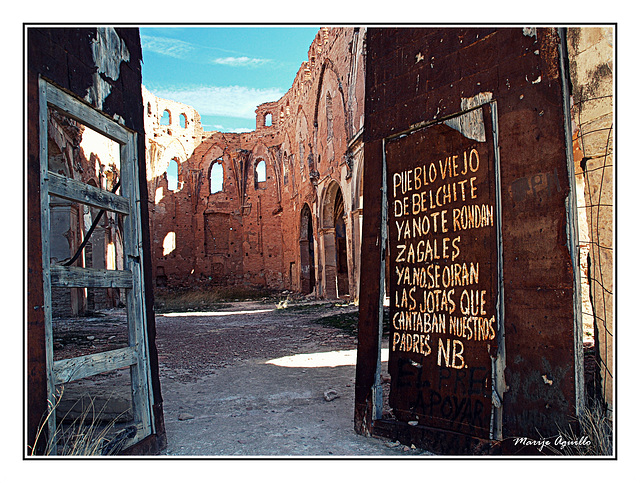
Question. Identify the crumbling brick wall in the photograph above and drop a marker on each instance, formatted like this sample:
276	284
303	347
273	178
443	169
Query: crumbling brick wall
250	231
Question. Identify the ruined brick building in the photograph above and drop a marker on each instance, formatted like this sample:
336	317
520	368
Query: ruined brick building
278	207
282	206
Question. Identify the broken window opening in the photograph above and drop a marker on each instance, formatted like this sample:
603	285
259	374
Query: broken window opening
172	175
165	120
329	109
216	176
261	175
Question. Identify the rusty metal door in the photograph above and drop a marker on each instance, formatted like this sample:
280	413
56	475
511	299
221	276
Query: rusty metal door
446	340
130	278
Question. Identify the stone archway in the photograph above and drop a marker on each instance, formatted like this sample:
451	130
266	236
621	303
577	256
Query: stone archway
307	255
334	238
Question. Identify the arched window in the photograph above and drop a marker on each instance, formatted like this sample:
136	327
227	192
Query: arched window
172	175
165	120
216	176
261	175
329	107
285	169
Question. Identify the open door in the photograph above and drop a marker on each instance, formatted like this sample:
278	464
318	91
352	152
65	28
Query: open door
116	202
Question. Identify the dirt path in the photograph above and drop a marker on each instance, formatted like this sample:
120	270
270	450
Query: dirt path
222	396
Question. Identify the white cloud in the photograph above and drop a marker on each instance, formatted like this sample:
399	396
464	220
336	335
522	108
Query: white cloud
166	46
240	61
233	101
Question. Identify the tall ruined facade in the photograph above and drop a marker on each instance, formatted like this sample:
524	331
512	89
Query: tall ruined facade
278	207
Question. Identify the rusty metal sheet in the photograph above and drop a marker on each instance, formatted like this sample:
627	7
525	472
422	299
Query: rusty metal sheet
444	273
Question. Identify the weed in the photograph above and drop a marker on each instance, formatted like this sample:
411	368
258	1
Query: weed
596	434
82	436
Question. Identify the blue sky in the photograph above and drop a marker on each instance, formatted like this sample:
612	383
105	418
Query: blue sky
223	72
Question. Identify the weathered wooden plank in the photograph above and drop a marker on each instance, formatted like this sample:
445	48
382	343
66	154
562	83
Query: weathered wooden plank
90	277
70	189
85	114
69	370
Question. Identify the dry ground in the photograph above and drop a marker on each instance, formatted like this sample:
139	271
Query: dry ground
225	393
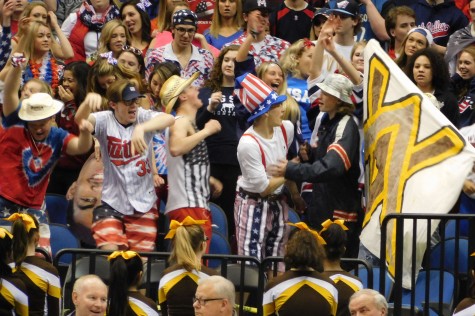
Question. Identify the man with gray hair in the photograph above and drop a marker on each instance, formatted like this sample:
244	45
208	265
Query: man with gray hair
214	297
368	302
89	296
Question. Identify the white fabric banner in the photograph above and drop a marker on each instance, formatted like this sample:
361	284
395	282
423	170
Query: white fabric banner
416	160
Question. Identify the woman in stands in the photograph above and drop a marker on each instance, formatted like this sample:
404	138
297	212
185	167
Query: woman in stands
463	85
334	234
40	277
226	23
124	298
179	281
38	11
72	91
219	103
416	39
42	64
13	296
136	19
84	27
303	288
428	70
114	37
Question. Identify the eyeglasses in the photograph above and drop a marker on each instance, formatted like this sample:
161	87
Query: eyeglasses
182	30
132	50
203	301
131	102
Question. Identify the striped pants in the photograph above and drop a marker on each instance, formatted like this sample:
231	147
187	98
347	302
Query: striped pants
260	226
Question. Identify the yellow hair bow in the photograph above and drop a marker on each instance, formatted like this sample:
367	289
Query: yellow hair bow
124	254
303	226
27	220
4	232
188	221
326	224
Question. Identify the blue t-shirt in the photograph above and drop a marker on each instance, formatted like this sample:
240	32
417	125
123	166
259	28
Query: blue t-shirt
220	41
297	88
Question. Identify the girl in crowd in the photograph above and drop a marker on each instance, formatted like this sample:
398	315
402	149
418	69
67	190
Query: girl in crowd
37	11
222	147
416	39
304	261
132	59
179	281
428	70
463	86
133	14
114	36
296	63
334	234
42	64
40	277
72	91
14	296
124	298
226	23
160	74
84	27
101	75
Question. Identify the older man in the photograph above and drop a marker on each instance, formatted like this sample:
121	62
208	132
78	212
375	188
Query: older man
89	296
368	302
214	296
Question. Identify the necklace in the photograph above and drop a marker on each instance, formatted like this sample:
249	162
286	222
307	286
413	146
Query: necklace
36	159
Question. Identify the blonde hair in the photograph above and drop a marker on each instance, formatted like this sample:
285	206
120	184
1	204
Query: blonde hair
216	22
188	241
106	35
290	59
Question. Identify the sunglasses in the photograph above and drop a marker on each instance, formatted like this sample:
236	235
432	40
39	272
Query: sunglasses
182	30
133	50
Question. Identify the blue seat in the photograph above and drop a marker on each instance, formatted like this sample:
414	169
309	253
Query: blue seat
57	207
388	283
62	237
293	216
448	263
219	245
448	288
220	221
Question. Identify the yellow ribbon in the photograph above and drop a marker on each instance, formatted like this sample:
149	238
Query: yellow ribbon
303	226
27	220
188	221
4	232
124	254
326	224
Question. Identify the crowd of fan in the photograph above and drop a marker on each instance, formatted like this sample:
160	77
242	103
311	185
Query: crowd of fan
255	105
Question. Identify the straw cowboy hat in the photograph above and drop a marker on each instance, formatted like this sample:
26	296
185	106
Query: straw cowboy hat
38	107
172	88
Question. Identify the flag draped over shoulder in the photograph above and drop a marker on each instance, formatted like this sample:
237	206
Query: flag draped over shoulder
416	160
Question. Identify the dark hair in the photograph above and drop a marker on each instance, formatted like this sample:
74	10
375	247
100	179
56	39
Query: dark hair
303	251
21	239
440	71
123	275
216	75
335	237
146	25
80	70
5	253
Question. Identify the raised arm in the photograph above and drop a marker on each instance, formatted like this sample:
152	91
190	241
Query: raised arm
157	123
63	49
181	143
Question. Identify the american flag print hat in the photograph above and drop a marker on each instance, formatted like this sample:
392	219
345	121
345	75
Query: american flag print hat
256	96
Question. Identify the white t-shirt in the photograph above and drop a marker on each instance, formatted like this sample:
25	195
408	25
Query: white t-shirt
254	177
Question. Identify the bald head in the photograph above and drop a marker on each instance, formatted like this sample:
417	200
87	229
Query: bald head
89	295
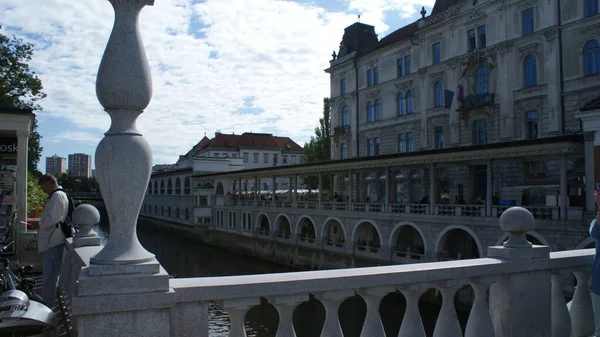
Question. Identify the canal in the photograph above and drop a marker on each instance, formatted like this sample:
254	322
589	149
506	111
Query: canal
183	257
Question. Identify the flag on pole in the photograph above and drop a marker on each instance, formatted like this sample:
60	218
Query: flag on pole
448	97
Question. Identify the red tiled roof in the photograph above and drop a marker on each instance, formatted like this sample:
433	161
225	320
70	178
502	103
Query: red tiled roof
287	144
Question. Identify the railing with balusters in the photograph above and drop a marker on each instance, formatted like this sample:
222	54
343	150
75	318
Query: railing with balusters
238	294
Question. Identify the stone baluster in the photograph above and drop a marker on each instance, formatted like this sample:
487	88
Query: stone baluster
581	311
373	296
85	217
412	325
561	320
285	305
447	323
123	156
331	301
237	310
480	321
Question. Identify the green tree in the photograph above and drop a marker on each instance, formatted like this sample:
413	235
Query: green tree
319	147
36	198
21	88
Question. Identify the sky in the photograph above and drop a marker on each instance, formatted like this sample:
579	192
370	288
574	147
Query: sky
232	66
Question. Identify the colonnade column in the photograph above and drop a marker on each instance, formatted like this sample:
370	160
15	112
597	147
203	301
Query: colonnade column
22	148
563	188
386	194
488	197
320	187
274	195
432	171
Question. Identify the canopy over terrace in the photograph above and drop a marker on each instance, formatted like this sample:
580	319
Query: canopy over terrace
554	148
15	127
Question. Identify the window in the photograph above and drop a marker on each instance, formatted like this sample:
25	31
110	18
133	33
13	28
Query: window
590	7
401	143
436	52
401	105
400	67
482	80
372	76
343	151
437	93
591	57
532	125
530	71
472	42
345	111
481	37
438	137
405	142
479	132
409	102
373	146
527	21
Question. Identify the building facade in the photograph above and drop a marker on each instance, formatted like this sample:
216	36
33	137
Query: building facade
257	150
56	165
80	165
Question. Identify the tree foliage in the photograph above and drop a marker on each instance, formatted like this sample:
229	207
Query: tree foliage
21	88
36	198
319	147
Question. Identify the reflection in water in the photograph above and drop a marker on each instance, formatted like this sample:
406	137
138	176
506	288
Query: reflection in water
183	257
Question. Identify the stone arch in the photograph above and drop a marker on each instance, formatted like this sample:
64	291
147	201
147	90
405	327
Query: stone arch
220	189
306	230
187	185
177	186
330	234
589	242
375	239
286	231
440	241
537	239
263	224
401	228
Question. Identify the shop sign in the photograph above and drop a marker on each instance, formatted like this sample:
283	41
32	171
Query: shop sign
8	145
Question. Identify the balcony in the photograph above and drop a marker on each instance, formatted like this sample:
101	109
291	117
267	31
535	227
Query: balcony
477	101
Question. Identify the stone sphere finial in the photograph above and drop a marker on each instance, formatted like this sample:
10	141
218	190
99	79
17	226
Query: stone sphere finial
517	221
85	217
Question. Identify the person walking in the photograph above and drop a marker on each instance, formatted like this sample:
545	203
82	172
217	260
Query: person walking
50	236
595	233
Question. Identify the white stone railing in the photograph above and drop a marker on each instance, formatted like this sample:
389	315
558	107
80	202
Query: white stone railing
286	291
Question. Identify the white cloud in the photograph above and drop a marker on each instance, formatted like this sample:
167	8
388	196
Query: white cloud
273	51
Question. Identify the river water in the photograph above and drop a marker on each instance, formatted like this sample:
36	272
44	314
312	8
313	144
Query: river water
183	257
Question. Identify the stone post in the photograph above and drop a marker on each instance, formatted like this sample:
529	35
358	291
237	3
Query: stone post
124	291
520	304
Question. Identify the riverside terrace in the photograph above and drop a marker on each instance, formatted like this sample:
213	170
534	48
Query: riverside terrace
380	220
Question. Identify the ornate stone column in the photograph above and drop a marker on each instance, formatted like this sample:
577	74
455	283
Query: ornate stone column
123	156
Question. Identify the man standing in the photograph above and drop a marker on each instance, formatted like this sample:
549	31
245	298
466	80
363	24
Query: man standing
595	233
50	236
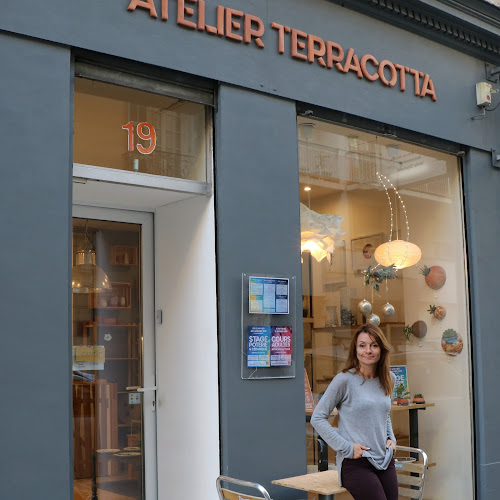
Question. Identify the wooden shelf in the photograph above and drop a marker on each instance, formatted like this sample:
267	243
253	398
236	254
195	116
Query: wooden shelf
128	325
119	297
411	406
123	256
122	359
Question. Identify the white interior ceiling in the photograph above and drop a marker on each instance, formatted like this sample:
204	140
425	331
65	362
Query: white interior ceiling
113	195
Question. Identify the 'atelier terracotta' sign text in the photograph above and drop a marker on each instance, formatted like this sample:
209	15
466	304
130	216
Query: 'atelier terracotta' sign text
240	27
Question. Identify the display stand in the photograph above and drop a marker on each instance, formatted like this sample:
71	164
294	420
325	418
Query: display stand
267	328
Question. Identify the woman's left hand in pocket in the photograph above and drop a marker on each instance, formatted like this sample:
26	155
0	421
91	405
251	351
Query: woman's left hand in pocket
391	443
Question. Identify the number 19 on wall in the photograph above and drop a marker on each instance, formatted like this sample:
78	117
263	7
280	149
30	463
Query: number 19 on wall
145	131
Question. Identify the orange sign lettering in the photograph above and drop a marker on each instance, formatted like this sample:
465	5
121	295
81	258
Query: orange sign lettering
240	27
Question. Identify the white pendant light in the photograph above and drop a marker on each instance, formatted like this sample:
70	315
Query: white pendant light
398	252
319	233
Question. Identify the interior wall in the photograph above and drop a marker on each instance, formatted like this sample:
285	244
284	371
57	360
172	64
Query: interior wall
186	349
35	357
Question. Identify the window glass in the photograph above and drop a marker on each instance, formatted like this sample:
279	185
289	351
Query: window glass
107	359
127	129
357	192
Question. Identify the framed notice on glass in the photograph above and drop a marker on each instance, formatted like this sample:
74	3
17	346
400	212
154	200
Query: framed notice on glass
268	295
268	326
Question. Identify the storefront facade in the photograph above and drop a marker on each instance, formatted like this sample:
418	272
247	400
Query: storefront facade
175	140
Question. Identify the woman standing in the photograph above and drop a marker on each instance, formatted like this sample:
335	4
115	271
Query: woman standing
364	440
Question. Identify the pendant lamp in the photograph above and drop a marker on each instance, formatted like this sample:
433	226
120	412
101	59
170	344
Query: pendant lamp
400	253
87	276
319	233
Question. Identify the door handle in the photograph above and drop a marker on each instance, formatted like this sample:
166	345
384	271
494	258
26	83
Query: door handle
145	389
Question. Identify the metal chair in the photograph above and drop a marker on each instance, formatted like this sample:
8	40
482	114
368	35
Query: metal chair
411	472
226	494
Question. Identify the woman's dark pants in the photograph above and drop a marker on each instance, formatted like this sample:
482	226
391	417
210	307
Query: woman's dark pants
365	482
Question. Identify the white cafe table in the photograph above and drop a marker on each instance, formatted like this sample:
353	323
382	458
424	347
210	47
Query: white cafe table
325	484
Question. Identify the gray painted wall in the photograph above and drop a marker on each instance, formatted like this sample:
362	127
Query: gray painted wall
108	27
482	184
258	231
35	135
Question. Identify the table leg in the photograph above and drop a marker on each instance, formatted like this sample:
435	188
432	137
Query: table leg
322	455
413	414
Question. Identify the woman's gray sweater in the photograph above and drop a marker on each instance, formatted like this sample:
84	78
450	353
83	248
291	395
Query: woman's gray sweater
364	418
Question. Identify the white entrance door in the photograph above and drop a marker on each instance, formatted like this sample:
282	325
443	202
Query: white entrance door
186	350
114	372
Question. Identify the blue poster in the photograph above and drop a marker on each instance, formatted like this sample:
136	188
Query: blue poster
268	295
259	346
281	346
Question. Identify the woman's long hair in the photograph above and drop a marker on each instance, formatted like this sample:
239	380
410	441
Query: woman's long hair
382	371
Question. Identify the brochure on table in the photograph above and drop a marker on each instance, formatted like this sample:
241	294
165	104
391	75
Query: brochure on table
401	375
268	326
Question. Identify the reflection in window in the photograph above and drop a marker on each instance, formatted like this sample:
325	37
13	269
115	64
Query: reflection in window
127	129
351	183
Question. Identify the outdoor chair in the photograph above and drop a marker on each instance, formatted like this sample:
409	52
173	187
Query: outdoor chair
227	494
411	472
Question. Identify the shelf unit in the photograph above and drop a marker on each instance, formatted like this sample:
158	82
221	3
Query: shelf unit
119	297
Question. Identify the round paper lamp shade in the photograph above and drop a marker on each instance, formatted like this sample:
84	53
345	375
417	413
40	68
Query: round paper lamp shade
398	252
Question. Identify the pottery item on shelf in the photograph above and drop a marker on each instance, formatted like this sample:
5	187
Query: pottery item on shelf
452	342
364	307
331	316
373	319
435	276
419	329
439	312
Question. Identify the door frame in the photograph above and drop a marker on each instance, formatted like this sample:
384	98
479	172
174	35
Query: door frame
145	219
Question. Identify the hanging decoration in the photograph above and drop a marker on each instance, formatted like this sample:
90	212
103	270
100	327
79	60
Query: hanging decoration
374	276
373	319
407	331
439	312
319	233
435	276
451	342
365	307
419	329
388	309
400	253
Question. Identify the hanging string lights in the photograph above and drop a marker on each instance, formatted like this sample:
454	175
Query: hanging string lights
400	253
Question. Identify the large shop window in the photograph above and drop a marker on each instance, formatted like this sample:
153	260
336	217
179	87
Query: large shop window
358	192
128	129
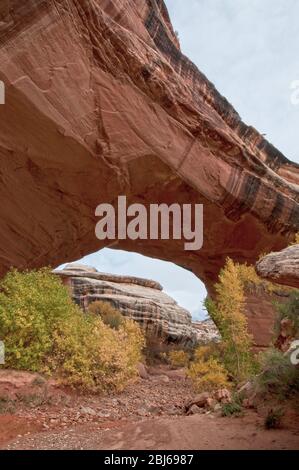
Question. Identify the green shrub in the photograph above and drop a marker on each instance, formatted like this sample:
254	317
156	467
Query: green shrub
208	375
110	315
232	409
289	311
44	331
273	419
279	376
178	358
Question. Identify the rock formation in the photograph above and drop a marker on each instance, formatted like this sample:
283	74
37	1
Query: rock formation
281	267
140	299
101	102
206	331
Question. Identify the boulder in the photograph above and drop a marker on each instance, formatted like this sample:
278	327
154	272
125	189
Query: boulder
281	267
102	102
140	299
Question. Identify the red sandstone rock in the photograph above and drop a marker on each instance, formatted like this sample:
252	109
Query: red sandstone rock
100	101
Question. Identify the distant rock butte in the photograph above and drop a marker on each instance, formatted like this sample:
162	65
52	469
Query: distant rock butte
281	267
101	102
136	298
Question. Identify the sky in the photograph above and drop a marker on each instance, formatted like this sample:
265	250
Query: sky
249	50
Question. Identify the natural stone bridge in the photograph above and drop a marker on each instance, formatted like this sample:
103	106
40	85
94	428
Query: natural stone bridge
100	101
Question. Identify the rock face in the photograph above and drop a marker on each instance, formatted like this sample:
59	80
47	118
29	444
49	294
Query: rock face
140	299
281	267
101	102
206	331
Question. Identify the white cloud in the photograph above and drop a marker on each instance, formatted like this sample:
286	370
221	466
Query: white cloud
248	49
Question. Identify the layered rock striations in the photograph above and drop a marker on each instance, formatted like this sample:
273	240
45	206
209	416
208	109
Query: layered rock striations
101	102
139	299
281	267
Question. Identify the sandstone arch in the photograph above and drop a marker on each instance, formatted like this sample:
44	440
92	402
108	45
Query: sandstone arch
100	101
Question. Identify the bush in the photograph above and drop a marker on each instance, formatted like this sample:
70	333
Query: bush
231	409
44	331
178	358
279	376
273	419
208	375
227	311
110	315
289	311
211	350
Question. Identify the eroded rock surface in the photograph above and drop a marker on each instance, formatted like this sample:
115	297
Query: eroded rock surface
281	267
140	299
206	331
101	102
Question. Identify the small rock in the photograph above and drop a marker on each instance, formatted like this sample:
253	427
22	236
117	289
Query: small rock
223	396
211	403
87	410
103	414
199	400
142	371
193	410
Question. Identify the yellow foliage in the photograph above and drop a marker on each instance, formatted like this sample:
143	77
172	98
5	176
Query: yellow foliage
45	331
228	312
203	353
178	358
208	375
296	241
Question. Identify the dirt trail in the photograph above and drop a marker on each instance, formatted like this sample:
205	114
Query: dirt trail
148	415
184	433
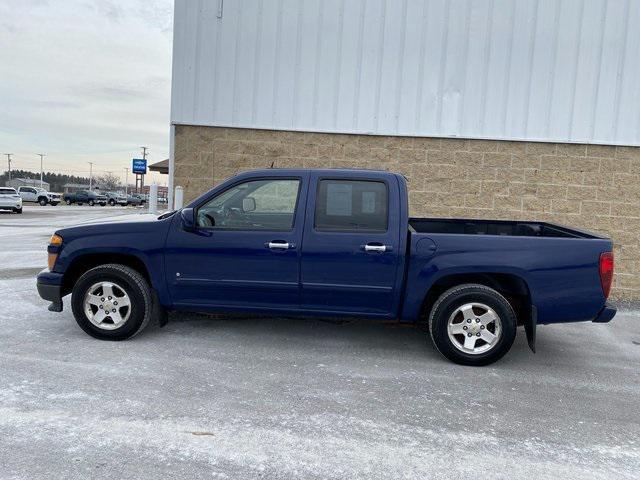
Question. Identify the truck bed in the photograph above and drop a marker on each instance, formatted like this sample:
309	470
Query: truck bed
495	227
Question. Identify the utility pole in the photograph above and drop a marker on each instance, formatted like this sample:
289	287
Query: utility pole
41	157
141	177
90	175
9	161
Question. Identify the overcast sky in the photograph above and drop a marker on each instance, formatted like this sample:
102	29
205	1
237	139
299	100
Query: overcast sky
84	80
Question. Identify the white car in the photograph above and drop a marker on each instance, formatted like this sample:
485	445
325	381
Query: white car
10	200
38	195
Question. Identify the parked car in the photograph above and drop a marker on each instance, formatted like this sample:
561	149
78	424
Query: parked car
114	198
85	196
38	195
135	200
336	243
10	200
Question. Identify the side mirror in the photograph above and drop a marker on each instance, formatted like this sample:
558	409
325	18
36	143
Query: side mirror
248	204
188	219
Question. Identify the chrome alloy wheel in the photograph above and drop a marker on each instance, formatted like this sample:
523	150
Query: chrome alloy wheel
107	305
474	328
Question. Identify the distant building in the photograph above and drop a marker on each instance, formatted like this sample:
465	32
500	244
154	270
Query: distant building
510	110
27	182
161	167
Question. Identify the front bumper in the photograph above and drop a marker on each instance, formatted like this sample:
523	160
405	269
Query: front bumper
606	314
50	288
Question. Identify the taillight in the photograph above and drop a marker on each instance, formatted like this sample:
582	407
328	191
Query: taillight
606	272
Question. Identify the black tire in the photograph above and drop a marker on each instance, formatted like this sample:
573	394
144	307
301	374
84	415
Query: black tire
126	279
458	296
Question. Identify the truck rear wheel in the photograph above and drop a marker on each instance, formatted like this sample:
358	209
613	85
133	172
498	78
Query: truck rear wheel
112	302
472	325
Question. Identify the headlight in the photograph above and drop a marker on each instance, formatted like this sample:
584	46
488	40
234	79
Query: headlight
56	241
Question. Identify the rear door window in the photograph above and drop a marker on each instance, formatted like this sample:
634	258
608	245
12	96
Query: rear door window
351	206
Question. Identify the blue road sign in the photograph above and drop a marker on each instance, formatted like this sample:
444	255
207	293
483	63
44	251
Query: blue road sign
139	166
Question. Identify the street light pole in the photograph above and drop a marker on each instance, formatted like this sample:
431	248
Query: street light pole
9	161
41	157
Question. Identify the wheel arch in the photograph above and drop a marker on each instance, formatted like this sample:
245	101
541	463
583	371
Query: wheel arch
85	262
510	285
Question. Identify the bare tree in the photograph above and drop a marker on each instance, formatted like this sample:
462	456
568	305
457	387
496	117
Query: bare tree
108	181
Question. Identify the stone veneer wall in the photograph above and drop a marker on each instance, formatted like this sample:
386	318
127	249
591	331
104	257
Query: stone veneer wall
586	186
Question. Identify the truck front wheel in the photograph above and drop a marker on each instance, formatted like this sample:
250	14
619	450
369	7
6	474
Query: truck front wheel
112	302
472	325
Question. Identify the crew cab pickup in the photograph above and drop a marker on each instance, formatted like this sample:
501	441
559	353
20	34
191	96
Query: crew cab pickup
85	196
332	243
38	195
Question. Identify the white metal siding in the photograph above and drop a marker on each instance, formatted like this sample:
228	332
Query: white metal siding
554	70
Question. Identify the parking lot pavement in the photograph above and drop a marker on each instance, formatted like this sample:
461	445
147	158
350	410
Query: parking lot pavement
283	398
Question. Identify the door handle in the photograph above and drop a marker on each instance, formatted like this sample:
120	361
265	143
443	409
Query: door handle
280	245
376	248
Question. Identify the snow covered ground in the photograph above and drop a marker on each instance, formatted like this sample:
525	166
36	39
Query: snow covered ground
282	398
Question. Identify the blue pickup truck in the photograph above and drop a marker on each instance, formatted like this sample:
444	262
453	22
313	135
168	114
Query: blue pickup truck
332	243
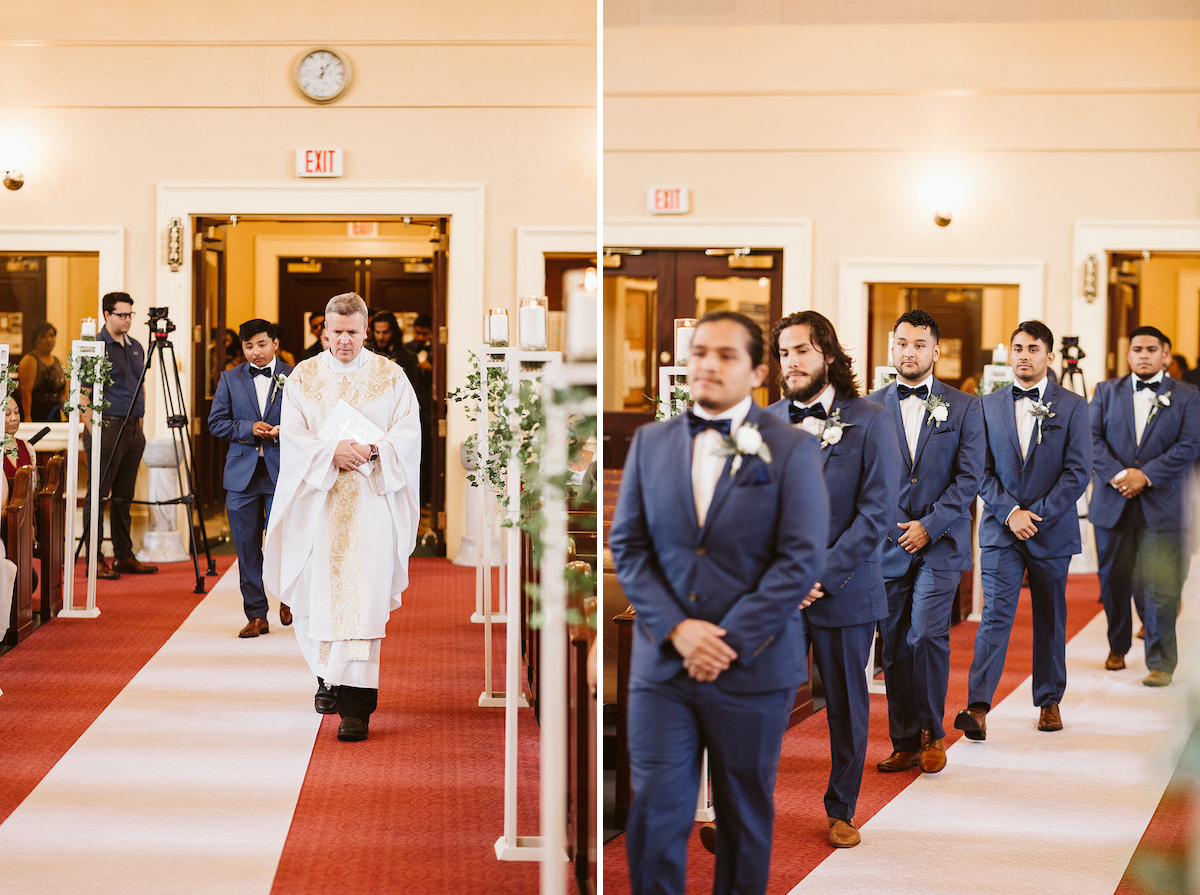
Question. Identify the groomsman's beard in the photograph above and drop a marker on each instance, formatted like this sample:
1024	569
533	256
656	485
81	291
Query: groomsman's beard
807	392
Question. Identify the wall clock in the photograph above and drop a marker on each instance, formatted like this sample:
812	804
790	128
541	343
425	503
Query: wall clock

★ ★ ★ ★ ★ ★ ★

Direction:
Please leave out the pictures while you copy exactly the lines from the one containing "Question. Identify the blue pickup" through the end of the records.

Expected answer:
Question. Identify the blue pickup truck in the photograph above and drop a marker on each instance, formatted like this sample:
444	262
453	22
313	135
168	114
Query: blue pickup truck
332	243
Question. Identify the groomsman's beard in the photograph above and drop a marker on each instance, formatted like this sample:
1024	569
533	256
656	485
81	291
Query: groomsman's beard
807	392
Question. Identify the wall clock in the photograph above and drop a marker on each instance, formatted like this sample:
812	804
790	128
541	343
425	503
Query: wall clock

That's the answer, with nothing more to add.